(Source records)

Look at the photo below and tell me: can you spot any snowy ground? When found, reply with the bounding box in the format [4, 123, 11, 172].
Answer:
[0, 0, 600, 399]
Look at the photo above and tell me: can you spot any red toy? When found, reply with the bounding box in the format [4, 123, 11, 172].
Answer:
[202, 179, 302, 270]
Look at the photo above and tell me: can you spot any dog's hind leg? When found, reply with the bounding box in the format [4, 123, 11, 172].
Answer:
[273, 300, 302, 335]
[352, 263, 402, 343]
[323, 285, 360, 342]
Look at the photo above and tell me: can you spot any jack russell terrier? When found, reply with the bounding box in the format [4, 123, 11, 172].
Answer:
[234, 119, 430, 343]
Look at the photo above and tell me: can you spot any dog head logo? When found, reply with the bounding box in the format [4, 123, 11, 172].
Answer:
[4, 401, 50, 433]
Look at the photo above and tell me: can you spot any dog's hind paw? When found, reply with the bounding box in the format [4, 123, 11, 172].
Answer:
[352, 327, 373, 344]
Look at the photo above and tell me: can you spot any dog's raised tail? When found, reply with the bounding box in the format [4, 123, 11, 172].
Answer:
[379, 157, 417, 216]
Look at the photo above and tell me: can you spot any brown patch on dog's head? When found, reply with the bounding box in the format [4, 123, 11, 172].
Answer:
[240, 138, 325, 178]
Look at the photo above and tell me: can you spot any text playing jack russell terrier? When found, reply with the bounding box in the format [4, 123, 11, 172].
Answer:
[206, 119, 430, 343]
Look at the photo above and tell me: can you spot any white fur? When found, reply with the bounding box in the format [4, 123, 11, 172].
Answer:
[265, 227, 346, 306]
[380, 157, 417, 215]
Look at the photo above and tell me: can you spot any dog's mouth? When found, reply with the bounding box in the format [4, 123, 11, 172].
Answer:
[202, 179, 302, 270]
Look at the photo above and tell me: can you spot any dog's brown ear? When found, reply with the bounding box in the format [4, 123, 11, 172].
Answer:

## TASK OBJECTIVE
Duplicate the rows above word for word, starting at the line containing "spot any text" and ending at the line containing "[206, 119, 430, 343]", with both of those lines included.

## TASK SOLUTION
Look at the photo above and tell me: can you spot any text playing jack russell terrier? When found, reply with the bounding box in the format [4, 123, 11, 172].
Answer:
[206, 119, 430, 343]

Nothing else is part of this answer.